◆ Source passage ◆
· · ·

Lisa Kennedy

Jumping, Leaping, Swinging, Tagging … Climbing, Crawling, Sliding … The Amazing Risks We Took As Kids

Believe it or not, the actions listed in the title of this blog, once deemed innocent, carefree play, are now considered to be “risk taking” activities for children. Movements such as these allow children to understand and develop their physical strength and coordination. Motor skills, problem-solving and resilience are all learned through play, if we allow a sense of adventure and unrestricted movement.

Free and unstructured play give children the opportunity to create their own boundaries, develop relational skills with others, understand and extend their own physical strength and learn to function without overt adult supervision.  To better navigate the world around them, children need to practice risk assessment. This includes thinking through outcomes, developing creative solutions and implementing options to evaluate the results.

SPARK! is a facility designed for “older” children to learn the creative process. Our goal is to provide them the opportunities to develop and strengthen their motor skills. Research shows that around the age of six or seven, children are honing these skills, assessing minimal risk, and engaging in a process designed to produce an outcome. At SPARK! we engage the physical needs of growth through our Climb, Crawl, Slide Sculpture. Instead of using soft materials, we introduce the kids to steel, wood, hard surfaces, elevated climbs, steep slides and dark, confined adventures. SPARK! offers a minimal amount of risk so children can explore and consider their own physical limitations.

· · ·

◆ Supplied data ◆
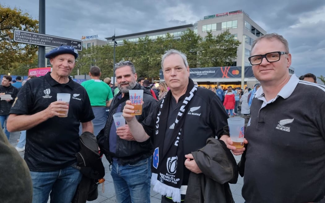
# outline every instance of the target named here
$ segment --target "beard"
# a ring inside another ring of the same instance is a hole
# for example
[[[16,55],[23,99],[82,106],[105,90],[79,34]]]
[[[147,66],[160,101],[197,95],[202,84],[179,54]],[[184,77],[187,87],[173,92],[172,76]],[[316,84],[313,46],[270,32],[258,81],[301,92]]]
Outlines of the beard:
[[[124,87],[122,87],[121,86],[125,84],[128,84],[129,85]],[[135,81],[134,81],[130,82],[121,82],[120,84],[117,84],[117,87],[120,90],[120,92],[122,93],[128,93],[129,90],[133,89],[136,85],[136,82]]]

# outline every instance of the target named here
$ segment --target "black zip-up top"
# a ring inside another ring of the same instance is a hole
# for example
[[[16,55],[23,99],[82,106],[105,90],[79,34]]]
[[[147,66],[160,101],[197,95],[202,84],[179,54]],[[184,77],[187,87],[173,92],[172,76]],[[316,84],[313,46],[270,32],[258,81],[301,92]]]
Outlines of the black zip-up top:
[[[142,106],[142,114],[136,116],[136,117],[139,122],[141,122],[146,118],[155,108],[157,101],[150,93],[150,92],[141,87],[139,84],[137,84],[133,89],[134,90],[143,89],[144,104]],[[105,128],[102,130],[97,136],[97,140],[101,150],[105,154],[106,158],[110,162],[111,162],[113,157],[118,159],[118,162],[121,164],[125,164],[132,163],[139,160],[149,157],[152,155],[153,147],[150,140],[148,140],[143,142],[138,142],[136,141],[128,141],[120,138],[117,136],[116,153],[113,154],[110,151],[109,139],[110,132],[112,125],[114,125],[113,119],[113,115],[116,113],[117,106],[116,105],[121,100],[118,97],[122,94],[119,92],[114,96],[110,108],[110,114]],[[125,93],[124,95],[129,100],[128,93]],[[124,98],[124,97],[123,97]],[[123,102],[121,110],[123,110],[125,106],[126,100]]]

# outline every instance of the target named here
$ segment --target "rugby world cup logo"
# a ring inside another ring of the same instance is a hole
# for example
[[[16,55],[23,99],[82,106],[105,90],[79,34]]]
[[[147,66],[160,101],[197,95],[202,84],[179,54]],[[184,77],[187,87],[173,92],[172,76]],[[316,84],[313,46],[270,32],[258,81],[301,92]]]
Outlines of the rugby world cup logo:
[[[177,167],[177,156],[169,157],[167,159],[167,171],[171,174],[176,172]]]
[[[49,89],[47,89],[44,91],[44,94],[45,94],[46,95],[49,95],[50,92],[51,91]]]

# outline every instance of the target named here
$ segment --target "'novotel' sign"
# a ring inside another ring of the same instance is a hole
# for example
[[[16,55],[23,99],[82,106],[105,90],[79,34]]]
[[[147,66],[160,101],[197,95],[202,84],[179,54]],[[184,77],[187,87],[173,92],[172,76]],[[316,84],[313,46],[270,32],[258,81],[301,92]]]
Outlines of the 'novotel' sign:
[[[98,38],[98,35],[96,34],[94,35],[89,35],[88,36],[82,36],[81,37],[82,40],[92,39],[95,38]]]

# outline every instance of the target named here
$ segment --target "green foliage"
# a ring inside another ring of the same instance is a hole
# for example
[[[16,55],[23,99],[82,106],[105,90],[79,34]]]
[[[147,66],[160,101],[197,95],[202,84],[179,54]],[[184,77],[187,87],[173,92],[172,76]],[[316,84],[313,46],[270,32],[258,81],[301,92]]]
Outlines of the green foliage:
[[[321,75],[320,76],[317,77],[317,78],[320,80],[322,82],[325,84],[325,77]]]
[[[139,38],[136,43],[124,40],[123,45],[115,47],[115,63],[130,60],[134,64],[138,77],[157,79],[161,69],[161,58],[171,49],[179,50],[186,55],[190,68],[224,66],[236,59],[240,43],[234,39],[226,30],[216,36],[208,33],[202,37],[189,29],[180,37],[174,38],[167,33],[164,38],[153,41],[148,36]],[[108,45],[93,46],[79,52],[79,57],[72,74],[88,75],[91,66],[100,68],[101,79],[113,76],[113,47]]]
[[[208,32],[201,43],[199,66],[216,67],[232,64],[237,57],[237,49],[240,44],[228,30],[216,36]]]
[[[0,71],[21,68],[19,65],[21,64],[33,63],[37,46],[14,42],[14,31],[37,32],[38,21],[33,19],[27,13],[23,13],[20,9],[12,9],[1,4],[0,18]]]

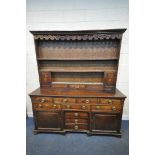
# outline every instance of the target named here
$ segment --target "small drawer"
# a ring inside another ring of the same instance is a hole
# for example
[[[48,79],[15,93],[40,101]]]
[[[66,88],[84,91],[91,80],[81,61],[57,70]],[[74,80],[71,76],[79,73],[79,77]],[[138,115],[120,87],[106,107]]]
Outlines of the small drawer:
[[[69,84],[68,87],[73,89],[84,89],[86,86],[84,84]]]
[[[121,109],[119,105],[92,105],[92,111],[120,112]]]
[[[88,119],[88,113],[86,112],[65,112],[65,118],[86,118]]]
[[[74,123],[74,124],[79,124],[79,123],[85,123],[88,124],[88,119],[79,119],[79,118],[75,118],[75,119],[65,119],[65,123]]]
[[[72,130],[88,130],[87,124],[66,124],[65,129],[72,129]]]
[[[52,104],[52,103],[33,103],[33,107],[35,110],[50,110],[50,109],[61,109],[60,104]]]
[[[121,101],[117,100],[117,99],[100,98],[99,103],[101,103],[101,104],[120,104]]]
[[[89,90],[103,90],[103,85],[86,85],[86,88]]]
[[[79,105],[79,104],[65,104],[63,105],[65,110],[90,110],[89,105]]]
[[[67,84],[52,84],[51,87],[53,88],[68,88]]]
[[[31,97],[33,103],[52,103],[51,97]]]
[[[97,103],[97,98],[77,98],[77,103]]]
[[[54,103],[75,103],[75,98],[53,98]]]

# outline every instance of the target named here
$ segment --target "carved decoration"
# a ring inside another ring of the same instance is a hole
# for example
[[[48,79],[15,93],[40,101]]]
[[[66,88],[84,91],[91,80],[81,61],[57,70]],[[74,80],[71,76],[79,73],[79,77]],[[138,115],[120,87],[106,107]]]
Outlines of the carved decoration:
[[[35,40],[103,40],[103,39],[121,39],[122,34],[71,34],[71,35],[52,35],[35,34]]]

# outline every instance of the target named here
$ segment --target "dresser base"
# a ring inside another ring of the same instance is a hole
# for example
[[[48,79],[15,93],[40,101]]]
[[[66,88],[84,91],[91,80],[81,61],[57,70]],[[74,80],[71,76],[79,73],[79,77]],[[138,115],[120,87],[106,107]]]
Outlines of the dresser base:
[[[97,135],[107,135],[107,136],[115,136],[121,138],[122,133],[121,132],[90,132],[90,131],[74,131],[74,130],[63,130],[63,131],[53,131],[53,130],[44,130],[44,129],[33,129],[33,134],[39,134],[39,133],[57,133],[61,135],[65,135],[66,133],[86,133],[87,136],[97,136]]]

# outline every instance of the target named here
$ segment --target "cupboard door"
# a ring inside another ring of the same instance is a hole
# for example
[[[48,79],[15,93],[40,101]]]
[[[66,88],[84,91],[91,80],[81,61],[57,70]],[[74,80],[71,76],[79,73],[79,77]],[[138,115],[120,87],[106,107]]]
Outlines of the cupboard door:
[[[92,114],[92,131],[119,131],[120,118],[115,114]]]
[[[61,130],[61,112],[59,111],[36,111],[35,121],[37,129]]]

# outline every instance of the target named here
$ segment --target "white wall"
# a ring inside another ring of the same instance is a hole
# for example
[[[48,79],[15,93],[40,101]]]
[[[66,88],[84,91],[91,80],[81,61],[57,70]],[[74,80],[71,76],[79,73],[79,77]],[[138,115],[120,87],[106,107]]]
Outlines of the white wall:
[[[30,30],[84,30],[127,28],[122,40],[117,88],[128,97],[128,0],[27,0],[27,111],[28,93],[39,87],[33,37]],[[123,118],[128,119],[128,98]]]

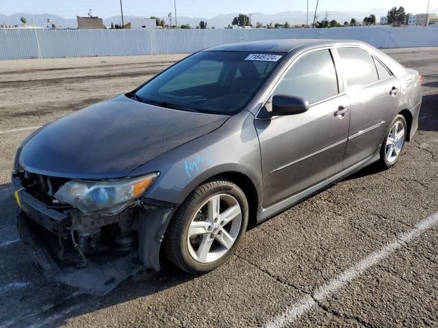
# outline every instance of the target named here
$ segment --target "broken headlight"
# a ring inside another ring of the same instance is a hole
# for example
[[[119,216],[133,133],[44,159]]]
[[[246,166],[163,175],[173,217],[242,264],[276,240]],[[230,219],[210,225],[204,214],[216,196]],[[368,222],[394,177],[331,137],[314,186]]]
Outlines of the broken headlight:
[[[113,181],[73,180],[60,188],[54,197],[83,213],[116,214],[143,195],[157,176],[157,173],[153,173]]]

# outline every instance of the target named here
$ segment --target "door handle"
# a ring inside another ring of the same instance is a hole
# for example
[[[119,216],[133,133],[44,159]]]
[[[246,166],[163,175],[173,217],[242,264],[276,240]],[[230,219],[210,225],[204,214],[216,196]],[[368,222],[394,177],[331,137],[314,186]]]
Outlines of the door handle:
[[[335,112],[335,116],[338,118],[342,119],[345,116],[346,113],[348,111],[348,107],[344,107],[344,106],[339,106],[337,107],[337,111]]]
[[[391,91],[389,92],[389,94],[391,96],[395,96],[399,91],[400,89],[398,89],[398,87],[392,87],[392,89],[391,89]]]

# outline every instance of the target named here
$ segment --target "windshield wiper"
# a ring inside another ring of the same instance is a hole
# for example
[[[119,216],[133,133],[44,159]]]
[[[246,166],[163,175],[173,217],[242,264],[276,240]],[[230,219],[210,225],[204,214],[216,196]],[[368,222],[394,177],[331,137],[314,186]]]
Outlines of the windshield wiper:
[[[133,97],[136,100],[140,101],[140,102],[144,102],[145,104],[153,105],[155,106],[159,106],[160,107],[169,108],[171,109],[179,109],[181,111],[193,111],[194,113],[198,113],[198,111],[196,111],[194,108],[182,106],[180,105],[171,104],[166,101],[157,101],[157,100],[152,100],[151,99],[146,99],[137,96],[137,94],[136,94],[133,95]]]

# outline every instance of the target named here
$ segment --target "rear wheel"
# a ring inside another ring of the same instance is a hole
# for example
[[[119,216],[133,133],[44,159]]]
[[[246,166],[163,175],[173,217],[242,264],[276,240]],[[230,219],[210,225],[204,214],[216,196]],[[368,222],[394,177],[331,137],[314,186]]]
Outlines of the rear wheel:
[[[381,165],[385,169],[394,166],[404,147],[407,124],[402,115],[398,115],[389,126],[381,150]]]
[[[180,206],[166,232],[167,258],[190,273],[213,270],[233,255],[248,224],[246,197],[231,181],[197,187]]]

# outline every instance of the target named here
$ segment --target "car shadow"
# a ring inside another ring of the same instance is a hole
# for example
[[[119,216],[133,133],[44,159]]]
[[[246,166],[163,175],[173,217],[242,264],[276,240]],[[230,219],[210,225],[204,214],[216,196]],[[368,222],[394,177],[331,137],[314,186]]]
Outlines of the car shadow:
[[[436,83],[436,87],[438,87],[438,82],[432,82],[432,83]],[[418,120],[418,130],[421,131],[438,131],[438,115],[437,115],[438,107],[437,107],[437,104],[438,104],[438,92],[437,94],[423,96]]]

· · ·

◆ Apply what you read ◆
1) In the blog post on risky play, turn the paragraph that begins "Free and unstructured play" into a short bulleted list that keeps its main points.
2) According to the blog post on risky play, around what age does research show children are honing their motor skills?

◆ Response list ◆
1)
- Free, unstructured play lets children set their own boundaries, build relational skills, understand and extend their physical strength, and function without overt adult supervision.
- To navigate the world better, children need to practice risk assessment.
- Risk assessment means thinking through outcomes, developing creative solutions, and implementing options to evaluate the results.

2) Around the age of six or seven.